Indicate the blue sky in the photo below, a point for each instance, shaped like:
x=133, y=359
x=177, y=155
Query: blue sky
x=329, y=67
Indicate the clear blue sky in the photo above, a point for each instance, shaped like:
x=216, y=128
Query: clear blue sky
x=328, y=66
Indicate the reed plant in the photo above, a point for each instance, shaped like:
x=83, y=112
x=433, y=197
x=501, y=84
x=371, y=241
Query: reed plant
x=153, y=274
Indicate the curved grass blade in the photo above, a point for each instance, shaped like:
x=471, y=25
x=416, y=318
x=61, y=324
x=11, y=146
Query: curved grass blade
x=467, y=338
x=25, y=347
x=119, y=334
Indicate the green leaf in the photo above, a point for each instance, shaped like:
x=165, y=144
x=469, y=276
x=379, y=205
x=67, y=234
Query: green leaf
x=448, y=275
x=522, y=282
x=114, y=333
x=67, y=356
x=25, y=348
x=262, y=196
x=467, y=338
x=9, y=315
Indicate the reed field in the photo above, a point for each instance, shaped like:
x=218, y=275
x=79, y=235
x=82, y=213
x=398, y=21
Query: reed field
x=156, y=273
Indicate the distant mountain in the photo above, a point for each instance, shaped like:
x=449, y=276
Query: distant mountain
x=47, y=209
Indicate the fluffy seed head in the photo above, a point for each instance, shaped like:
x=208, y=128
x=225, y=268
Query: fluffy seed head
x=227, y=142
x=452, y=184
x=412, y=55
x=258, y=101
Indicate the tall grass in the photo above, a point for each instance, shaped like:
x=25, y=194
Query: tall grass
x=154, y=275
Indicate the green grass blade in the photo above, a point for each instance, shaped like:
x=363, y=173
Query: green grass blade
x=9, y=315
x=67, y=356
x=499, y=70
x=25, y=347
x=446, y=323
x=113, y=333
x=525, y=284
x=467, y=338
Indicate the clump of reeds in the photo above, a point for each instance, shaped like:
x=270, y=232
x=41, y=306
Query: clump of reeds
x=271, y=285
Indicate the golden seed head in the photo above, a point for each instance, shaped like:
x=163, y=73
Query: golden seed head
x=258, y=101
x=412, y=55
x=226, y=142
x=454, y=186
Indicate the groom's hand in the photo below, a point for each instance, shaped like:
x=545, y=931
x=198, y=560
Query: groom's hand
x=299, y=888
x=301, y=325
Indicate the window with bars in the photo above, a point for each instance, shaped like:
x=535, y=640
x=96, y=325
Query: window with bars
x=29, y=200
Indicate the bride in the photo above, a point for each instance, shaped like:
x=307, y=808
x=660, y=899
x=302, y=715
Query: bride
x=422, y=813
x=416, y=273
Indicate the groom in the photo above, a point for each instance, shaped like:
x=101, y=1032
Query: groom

> **Directive**
Print each of the items above word for word, with every line kept as it stands.

> **Answer below**
Indicate the blue sky in the photo below, a point for each instance, shaped like:
x=133, y=359
x=177, y=155
Query: blue sky
x=329, y=67
Indicate the clear blue sky in the photo above, a point for each instance, shaped like:
x=216, y=128
Query: clear blue sky
x=328, y=66
Indicate the reed plant in the photo above, a point for each instance, shaped like:
x=83, y=112
x=433, y=197
x=501, y=84
x=371, y=241
Query: reed plant
x=153, y=274
Indicate the curved grass blade in the photo above, a point for each instance, shaped like:
x=471, y=25
x=416, y=318
x=61, y=324
x=11, y=146
Query: curved grass blade
x=467, y=338
x=25, y=347
x=119, y=334
Indicate the green leaf in the photo above, a point for each instance, shaped like:
x=165, y=144
x=469, y=276
x=379, y=205
x=67, y=234
Query: green leaf
x=448, y=275
x=522, y=282
x=114, y=333
x=67, y=356
x=25, y=348
x=262, y=196
x=467, y=338
x=9, y=315
Indicate the reed field in the photo above, a point for each instance, shaped like:
x=218, y=275
x=79, y=235
x=82, y=213
x=398, y=21
Query: reed field
x=156, y=273
Indicate the distant mountain in the photo above, a point for each instance, shaped like:
x=449, y=276
Query: distant mountain
x=47, y=209
Indicate the fluffy seed head in the photo above, a point for each instance, shaped like:
x=208, y=128
x=225, y=268
Query: fluffy seed head
x=227, y=142
x=452, y=184
x=412, y=55
x=258, y=101
Indicate the tall grass in the photo above, a point for each instance, shaped like:
x=25, y=194
Query: tall grass
x=154, y=275
Indicate the green grass blade in the photo above, a point for each instance, shaped like:
x=363, y=173
Query: green grass blade
x=9, y=315
x=67, y=356
x=499, y=70
x=25, y=347
x=446, y=323
x=113, y=333
x=525, y=284
x=467, y=338
Indicate the clump of reeds in the photo above, a point for each instance, shaped like:
x=270, y=232
x=41, y=306
Query: clump of reeds
x=271, y=285
Indicate the golden seed head in the photo above, a point for each instance, shaped like:
x=163, y=73
Query: golden seed head
x=258, y=101
x=412, y=55
x=226, y=142
x=454, y=186
Indicate the groom's hand in the photo below, a point for each instance, shaped like:
x=545, y=931
x=198, y=560
Query: groom's hand
x=299, y=888
x=301, y=325
Indicate the window with bars in the photo above, a point for each instance, shaped like:
x=535, y=640
x=96, y=325
Query: window with bars
x=29, y=200
Indicate the bride in the photo above, a point for each instance, shaped like:
x=307, y=808
x=660, y=899
x=302, y=715
Query: bride
x=422, y=813
x=416, y=273
Indicate the groom in the photo above, a point for each instance, shaped like:
x=101, y=1032
Query: groom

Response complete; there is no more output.